TASK GOAL: Rewrite the stretch of the material from the line containing "Target: driver window" through the line containing "197 126 L 193" as a numbered list, leaving out any blank lines.

PROVIDED ENTRIES:
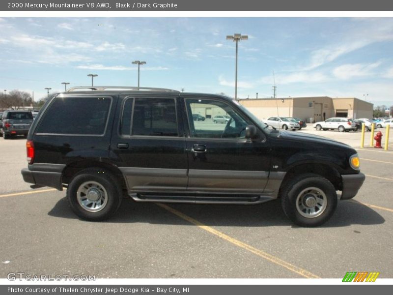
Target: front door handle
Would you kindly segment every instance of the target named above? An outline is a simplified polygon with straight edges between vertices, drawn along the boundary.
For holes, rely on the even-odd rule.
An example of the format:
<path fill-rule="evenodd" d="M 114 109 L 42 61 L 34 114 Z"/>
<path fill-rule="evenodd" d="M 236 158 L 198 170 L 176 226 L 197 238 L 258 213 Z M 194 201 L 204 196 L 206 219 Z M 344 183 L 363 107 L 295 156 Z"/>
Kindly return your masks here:
<path fill-rule="evenodd" d="M 117 148 L 128 148 L 128 144 L 117 144 Z"/>
<path fill-rule="evenodd" d="M 206 152 L 206 146 L 204 145 L 194 145 L 191 151 L 194 152 Z"/>

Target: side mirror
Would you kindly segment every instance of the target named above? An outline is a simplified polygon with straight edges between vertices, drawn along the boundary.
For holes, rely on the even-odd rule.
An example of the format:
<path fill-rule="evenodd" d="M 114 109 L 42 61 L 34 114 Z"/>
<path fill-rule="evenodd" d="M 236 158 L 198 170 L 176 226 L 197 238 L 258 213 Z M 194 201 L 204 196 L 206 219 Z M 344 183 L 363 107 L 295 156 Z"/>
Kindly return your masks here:
<path fill-rule="evenodd" d="M 256 127 L 253 125 L 249 125 L 246 127 L 246 138 L 253 139 L 256 137 Z"/>

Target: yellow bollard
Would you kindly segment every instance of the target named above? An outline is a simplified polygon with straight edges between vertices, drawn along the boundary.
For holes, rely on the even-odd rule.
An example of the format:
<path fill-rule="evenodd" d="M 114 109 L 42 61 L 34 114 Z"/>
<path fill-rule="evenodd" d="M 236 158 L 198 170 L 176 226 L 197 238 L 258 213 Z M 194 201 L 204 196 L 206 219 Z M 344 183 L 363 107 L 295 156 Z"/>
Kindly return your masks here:
<path fill-rule="evenodd" d="M 374 130 L 375 130 L 375 123 L 371 123 L 371 136 L 370 137 L 370 148 L 374 147 Z"/>
<path fill-rule="evenodd" d="M 362 123 L 362 137 L 360 139 L 360 147 L 362 148 L 365 147 L 365 124 Z"/>

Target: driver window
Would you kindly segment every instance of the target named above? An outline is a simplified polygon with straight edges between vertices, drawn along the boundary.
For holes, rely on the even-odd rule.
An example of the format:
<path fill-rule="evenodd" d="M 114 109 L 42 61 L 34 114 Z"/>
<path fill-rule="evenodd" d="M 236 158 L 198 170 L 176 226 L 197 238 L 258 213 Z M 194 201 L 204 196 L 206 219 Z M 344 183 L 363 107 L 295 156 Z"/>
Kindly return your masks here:
<path fill-rule="evenodd" d="M 210 99 L 186 99 L 193 137 L 241 138 L 247 121 L 229 105 Z"/>

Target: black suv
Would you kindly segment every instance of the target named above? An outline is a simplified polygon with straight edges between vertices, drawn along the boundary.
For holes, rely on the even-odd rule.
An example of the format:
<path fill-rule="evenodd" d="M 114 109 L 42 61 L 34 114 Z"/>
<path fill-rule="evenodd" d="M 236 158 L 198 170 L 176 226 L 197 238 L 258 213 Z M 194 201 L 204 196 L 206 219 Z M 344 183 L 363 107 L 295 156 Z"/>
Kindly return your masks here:
<path fill-rule="evenodd" d="M 197 126 L 193 115 L 202 111 L 228 120 Z M 66 187 L 74 212 L 93 221 L 112 214 L 124 195 L 237 205 L 280 198 L 292 221 L 317 226 L 333 215 L 336 191 L 351 199 L 365 179 L 346 145 L 268 128 L 228 97 L 161 88 L 74 88 L 55 95 L 33 122 L 27 151 L 24 180 Z"/>

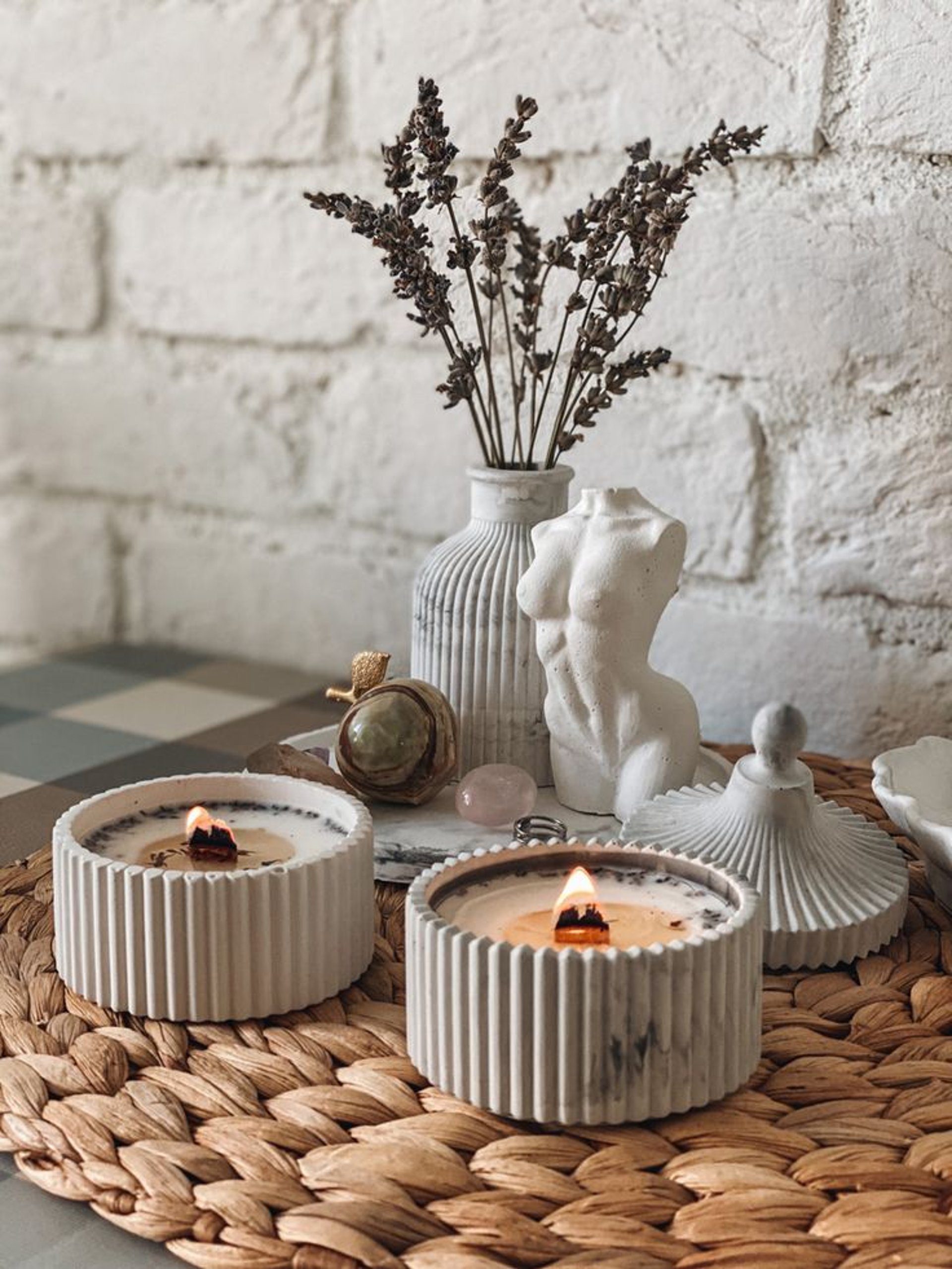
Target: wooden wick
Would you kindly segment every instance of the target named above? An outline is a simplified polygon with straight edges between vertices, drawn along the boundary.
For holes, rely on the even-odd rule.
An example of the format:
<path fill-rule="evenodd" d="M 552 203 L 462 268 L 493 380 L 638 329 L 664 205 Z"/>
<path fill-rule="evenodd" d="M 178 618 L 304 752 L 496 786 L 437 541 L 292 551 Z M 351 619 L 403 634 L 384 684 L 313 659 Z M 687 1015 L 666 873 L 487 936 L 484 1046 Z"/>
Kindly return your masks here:
<path fill-rule="evenodd" d="M 564 907 L 552 938 L 571 947 L 604 947 L 612 942 L 608 921 L 594 904 L 586 904 L 581 912 L 574 904 Z"/>
<path fill-rule="evenodd" d="M 237 855 L 237 843 L 226 824 L 212 820 L 211 829 L 197 825 L 192 830 L 188 851 L 193 859 L 234 859 Z"/>

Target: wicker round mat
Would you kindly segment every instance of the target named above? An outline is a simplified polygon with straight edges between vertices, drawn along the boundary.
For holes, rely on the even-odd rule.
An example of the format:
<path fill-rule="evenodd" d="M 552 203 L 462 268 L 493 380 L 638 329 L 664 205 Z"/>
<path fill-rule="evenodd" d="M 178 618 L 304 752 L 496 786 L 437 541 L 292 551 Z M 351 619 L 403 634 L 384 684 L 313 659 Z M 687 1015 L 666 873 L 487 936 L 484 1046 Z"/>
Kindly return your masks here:
<path fill-rule="evenodd" d="M 809 761 L 821 793 L 892 827 L 866 764 Z M 910 879 L 880 954 L 765 977 L 745 1089 L 547 1131 L 407 1061 L 401 891 L 378 887 L 373 964 L 341 996 L 187 1027 L 63 990 L 41 851 L 0 869 L 0 1150 L 208 1269 L 948 1266 L 952 917 L 914 860 Z"/>

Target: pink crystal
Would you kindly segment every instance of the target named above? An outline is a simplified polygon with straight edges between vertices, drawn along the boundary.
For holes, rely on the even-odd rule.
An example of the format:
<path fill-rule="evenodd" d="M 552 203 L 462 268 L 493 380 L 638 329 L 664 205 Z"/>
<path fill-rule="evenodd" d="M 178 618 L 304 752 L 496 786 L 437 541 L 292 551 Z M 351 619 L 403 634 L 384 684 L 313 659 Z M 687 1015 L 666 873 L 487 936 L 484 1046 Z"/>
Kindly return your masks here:
<path fill-rule="evenodd" d="M 463 820 L 484 824 L 489 829 L 509 825 L 536 806 L 536 782 L 522 766 L 509 763 L 487 763 L 459 780 L 456 810 Z"/>

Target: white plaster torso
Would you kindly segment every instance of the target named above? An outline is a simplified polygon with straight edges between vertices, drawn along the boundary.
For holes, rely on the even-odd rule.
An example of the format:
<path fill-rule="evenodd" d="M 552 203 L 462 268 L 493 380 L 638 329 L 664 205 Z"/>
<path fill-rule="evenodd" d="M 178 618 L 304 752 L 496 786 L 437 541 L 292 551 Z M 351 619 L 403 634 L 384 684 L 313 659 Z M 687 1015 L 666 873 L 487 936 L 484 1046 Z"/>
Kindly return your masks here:
<path fill-rule="evenodd" d="M 536 622 L 559 799 L 630 813 L 691 782 L 699 731 L 691 693 L 647 662 L 678 589 L 684 525 L 637 490 L 584 490 L 533 529 L 519 604 Z"/>

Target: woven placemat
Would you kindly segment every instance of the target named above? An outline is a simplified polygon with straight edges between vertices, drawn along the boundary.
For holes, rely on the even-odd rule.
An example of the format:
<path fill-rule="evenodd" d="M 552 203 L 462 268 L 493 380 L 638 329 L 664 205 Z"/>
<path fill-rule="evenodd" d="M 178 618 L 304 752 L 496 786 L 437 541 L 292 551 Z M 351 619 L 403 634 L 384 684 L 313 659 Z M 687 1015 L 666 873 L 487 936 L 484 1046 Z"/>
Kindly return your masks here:
<path fill-rule="evenodd" d="M 896 834 L 866 764 L 807 758 L 821 793 Z M 339 997 L 185 1027 L 63 990 L 41 851 L 0 869 L 0 1148 L 207 1269 L 948 1266 L 952 917 L 914 859 L 910 883 L 880 954 L 765 977 L 745 1089 L 547 1131 L 407 1061 L 401 891 L 378 887 L 373 964 Z"/>

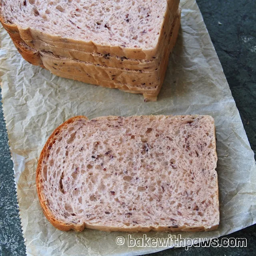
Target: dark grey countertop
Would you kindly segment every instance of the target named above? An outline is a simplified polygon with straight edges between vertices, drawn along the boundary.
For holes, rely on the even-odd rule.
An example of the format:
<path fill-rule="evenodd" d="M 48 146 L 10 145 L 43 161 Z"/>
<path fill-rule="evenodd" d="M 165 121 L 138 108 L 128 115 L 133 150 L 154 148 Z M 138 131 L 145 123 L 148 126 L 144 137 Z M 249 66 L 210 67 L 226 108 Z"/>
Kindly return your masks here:
<path fill-rule="evenodd" d="M 243 124 L 256 153 L 256 1 L 198 0 Z M 221 23 L 222 24 L 220 24 Z M 1 107 L 2 110 L 2 107 Z M 25 255 L 10 160 L 8 137 L 0 112 L 0 255 Z M 150 254 L 211 256 L 256 254 L 256 225 L 226 237 L 246 238 L 246 248 L 192 248 Z M 148 254 L 149 255 L 149 254 Z"/>

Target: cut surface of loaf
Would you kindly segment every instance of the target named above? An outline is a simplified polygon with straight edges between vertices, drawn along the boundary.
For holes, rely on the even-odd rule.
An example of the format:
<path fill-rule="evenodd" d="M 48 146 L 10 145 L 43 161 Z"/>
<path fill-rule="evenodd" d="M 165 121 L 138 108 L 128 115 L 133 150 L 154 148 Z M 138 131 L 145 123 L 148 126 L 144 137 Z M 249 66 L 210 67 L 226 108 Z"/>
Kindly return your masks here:
<path fill-rule="evenodd" d="M 159 63 L 164 57 L 166 45 L 170 41 L 169 35 L 173 30 L 177 17 L 180 12 L 177 11 L 173 19 L 170 19 L 167 24 L 166 33 L 160 44 L 159 50 L 159 57 L 154 57 L 151 60 L 140 60 L 127 58 L 124 56 L 118 56 L 111 55 L 109 53 L 106 54 L 98 52 L 90 52 L 77 49 L 62 48 L 66 46 L 64 44 L 57 47 L 56 43 L 52 42 L 48 43 L 40 40 L 34 40 L 32 43 L 28 43 L 31 46 L 40 52 L 47 52 L 55 55 L 61 56 L 71 59 L 76 59 L 80 61 L 90 62 L 95 65 L 106 65 L 108 67 L 118 68 L 126 68 L 129 70 L 141 70 L 152 71 L 155 70 L 159 66 Z"/>
<path fill-rule="evenodd" d="M 211 230 L 219 222 L 209 116 L 69 119 L 41 153 L 36 187 L 56 228 Z"/>
<path fill-rule="evenodd" d="M 148 72 L 145 73 L 142 70 L 136 72 L 95 66 L 77 60 L 57 56 L 44 51 L 37 51 L 26 45 L 24 42 L 20 42 L 14 38 L 12 40 L 19 52 L 25 60 L 30 63 L 40 65 L 48 69 L 57 76 L 86 83 L 117 88 L 132 93 L 142 94 L 145 101 L 155 101 L 164 82 L 169 56 L 176 42 L 180 19 L 180 10 L 179 9 L 175 15 L 169 36 L 169 43 L 165 46 L 163 58 L 159 63 L 160 66 L 154 70 L 155 72 L 154 73 Z M 159 72 L 158 77 L 158 73 L 155 69 Z M 121 74 L 117 77 L 116 75 L 118 73 Z M 118 76 L 120 76 L 118 77 Z M 138 80 L 137 79 L 137 77 Z M 143 78 L 144 79 L 142 79 Z M 156 81 L 157 82 L 156 82 Z"/>
<path fill-rule="evenodd" d="M 18 26 L 21 38 L 30 46 L 30 42 L 39 39 L 88 52 L 109 50 L 118 56 L 130 57 L 132 53 L 152 58 L 155 54 L 158 56 L 169 21 L 166 16 L 171 12 L 173 18 L 178 3 L 2 0 L 0 12 L 2 23 Z"/>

SOLUTION BELOW:
1. Target: driver window
2. Would you kindly segment every instance of the target named above? An outline is a simplified polygon with straight edges between vertices, drawn along the boundary.
3. For holes, rely on the even-odd rule.
4. An example of the format:
5. <path fill-rule="evenodd" d="M 114 109 L 42 61 L 34 114 Z"/>
6. <path fill-rule="evenodd" d="M 236 158 L 198 170 L 176 226 L 197 238 L 258 213 Z M 194 201 L 204 196 L 206 219 Z M 344 183 L 363 107 L 295 156 Z"/>
7. Kindly return your masks here:
8. <path fill-rule="evenodd" d="M 210 99 L 186 99 L 193 137 L 241 138 L 247 121 L 229 105 Z"/>
9. Target: black suv
10. Would you kindly segment every instance of the target named above? An outline is a simplified polygon with straight edges between vertices, drawn along the boundary.
11. For holes, rely on the even-odd rule.
12. An example of the format:
13. <path fill-rule="evenodd" d="M 114 109 L 42 61 L 34 114 Z"/>
14. <path fill-rule="evenodd" d="M 236 158 L 198 170 L 176 226 L 197 238 L 258 213 Z M 194 201 L 204 196 L 206 219 Z M 344 183 L 363 107 L 295 156 Z"/>
15. Kindly return your masks here:
16. <path fill-rule="evenodd" d="M 197 126 L 193 115 L 202 111 L 228 120 Z M 66 187 L 74 212 L 93 221 L 112 214 L 124 195 L 237 205 L 280 198 L 292 221 L 317 226 L 333 215 L 336 191 L 351 199 L 365 179 L 346 145 L 268 128 L 228 97 L 161 88 L 74 88 L 55 95 L 33 122 L 27 151 L 24 180 Z"/>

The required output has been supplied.